[TASKS AND EXERCISES]:
[1] Translate this sentence from the passage on reviews of Pinjar into Spanish: "Amberish K Diwanji of Rediff praised the acting performances of Urmila Matondkar, Priyanshu Chatterjee, Manoj Bajpai and the art direction of Muneesh Sappel but criticized the climax of the film."
[2] Carry on the passage on critics' reviews of the film Pinjar, picking up after its last sentence.

EXTRACT start

Amberish K Diwanji of Rediff praised the acting performances of Urmila Matondkar, Priyanshu Chatterjee, Manoj Bajpai and the art direction of Muneesh Sappel but criticized the climax of the film. The critic gave the film a rating of 4 out of 5 saying that, "Pinjar is a must-see. Don't miss it." Derek Elley of Variety reviewed the film saying that, "A handsomely shot drama centered on a Hindu woman's travails during the 1947 Partition, "Pinjar" ranks as one of the better Bollywood treatments of this still hot-button issue. Good performances, especially by lead actress Urmila Matondkar and by Manoj Bajpai as her Muslim partner, compensate for a slightly wobbly structure". Kshama Rao of Glamsham said that, "The music (Uttam Singh), the painstaking research (Muneesh Sappel) that has gone into the costumes and set designs is remarkable. Last but not the least, Dr Dwivedi almost had a winner on hand if he had not taken too long to build up the drama." Anupama Chopra of India Today said that, "While Matondkar struggles to rise above her natural artifice Manoj Bajpai is superb as the angst-ridden Muslim abductor. But the sweat and hard work is stunted by the screenplay. Finally, what could have been a great film remains only a commendable effort."

EXTRACT end
DATA SECTION start

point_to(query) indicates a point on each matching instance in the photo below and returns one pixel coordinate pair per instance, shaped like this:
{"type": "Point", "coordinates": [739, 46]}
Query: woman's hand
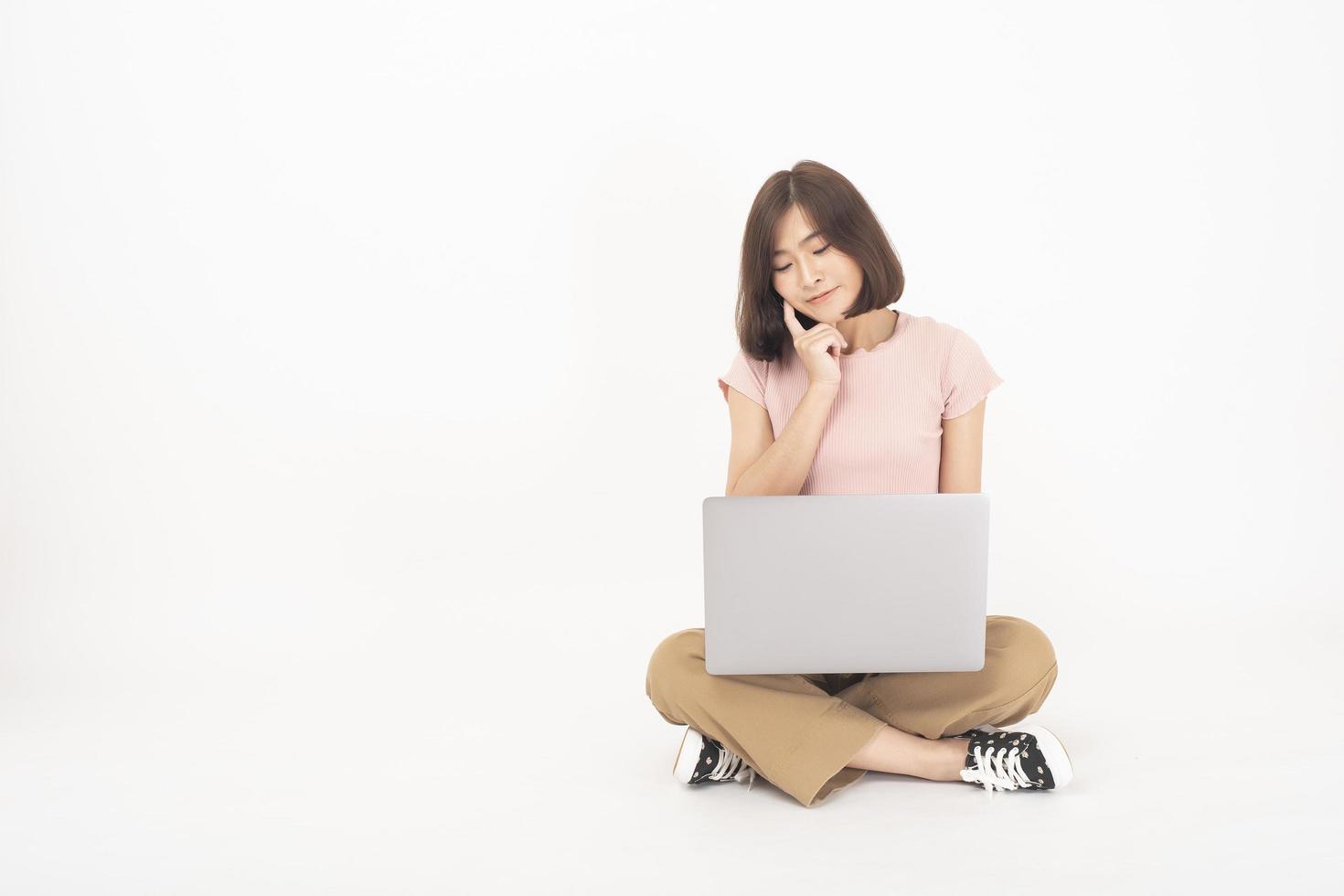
{"type": "Point", "coordinates": [814, 347]}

DATA SECTION end

[TASK ANSWERS]:
[1] Amberish K Diwanji, de Rediff, elogió las interpretaciones de Urmila Matondkar, Priyanshu Chatterjee y Manoj Bajpai, así como la dirección artística de Muneesh Sappel, pero criticó el clímax de la película.

[2]
Taran Adarsh of Bollywood Hungama praised the performances of Urmila Matondkar and Manoj Bajpai but criticized the long length of the movie and its slow pace specially towards the climax. The critic gave the film a rating of 3 out of 5 saying that, "On the whole, PINJAR caters more to the thinking audience. Also, it’s for those who like period fares." Kunal Shah of Sify gave the film a rating of 2 out of 5 saying that, "Overall, the film is brilliantly executed and handled with utmost sensitivity but its length is one factor, which might affect its prospects in the long run." Chitra Mahesh of The Hindu praised the acting performances but criticized the pacing of the film which she found slow and in conclusion said that, "one cannot help admiring the way he(The Director) has put together a team that has brought out such a visually, beautiful film."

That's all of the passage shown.